Top of Dataset records

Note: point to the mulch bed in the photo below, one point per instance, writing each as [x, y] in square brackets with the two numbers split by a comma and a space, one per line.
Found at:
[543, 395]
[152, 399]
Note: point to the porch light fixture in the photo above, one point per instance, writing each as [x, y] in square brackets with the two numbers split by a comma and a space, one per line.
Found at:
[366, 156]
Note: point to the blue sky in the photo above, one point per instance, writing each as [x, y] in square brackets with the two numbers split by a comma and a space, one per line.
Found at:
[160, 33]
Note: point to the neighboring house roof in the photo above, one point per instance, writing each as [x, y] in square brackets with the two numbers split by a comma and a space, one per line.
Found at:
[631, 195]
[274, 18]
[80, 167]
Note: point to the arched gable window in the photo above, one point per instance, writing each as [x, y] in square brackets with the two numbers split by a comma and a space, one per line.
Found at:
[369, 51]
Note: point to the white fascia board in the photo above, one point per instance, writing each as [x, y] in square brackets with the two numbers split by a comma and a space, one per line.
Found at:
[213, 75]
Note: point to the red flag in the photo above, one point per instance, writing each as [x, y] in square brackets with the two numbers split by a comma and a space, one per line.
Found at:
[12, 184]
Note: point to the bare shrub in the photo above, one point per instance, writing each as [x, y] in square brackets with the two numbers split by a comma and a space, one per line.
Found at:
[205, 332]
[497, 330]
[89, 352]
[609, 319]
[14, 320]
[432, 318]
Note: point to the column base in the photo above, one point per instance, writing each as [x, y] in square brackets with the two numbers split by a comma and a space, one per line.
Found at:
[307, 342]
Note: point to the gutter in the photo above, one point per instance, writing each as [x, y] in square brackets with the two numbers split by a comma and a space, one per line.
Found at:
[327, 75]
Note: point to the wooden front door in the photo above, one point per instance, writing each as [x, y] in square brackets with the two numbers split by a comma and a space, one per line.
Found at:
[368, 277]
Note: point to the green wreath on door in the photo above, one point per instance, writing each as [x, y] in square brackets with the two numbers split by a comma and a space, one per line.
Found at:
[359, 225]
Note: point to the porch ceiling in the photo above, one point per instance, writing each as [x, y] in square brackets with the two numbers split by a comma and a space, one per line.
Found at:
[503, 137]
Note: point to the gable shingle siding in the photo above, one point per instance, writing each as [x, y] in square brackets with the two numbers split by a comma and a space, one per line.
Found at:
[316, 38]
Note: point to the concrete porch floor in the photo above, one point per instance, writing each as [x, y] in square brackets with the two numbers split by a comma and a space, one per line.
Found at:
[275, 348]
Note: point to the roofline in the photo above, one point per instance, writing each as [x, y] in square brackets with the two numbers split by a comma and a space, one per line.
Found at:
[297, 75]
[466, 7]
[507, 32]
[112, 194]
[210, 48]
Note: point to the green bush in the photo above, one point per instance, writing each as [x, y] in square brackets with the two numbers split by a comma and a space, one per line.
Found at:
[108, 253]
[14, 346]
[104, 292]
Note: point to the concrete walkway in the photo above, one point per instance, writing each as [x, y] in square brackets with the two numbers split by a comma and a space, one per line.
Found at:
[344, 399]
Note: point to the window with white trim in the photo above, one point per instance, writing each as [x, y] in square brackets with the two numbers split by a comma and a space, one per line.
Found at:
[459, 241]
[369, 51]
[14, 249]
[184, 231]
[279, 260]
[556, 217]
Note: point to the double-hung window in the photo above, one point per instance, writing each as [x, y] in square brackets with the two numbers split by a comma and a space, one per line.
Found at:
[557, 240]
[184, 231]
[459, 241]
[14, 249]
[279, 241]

Bottom of Dataset records

Description of the task:
Keep only those lines of the records that hold "green", and return them.

Completed exercise:
Note: point to the green wreath on door in the photo above, one point per instance, writing each as [x, y] in square brackets with the two numbers split by a comma and a space, one per line.
Note: point to the green bush in the photo above, one point per instance, writing each as [x, y] in square brackets with the two numbers split by a comma and a space, one per line.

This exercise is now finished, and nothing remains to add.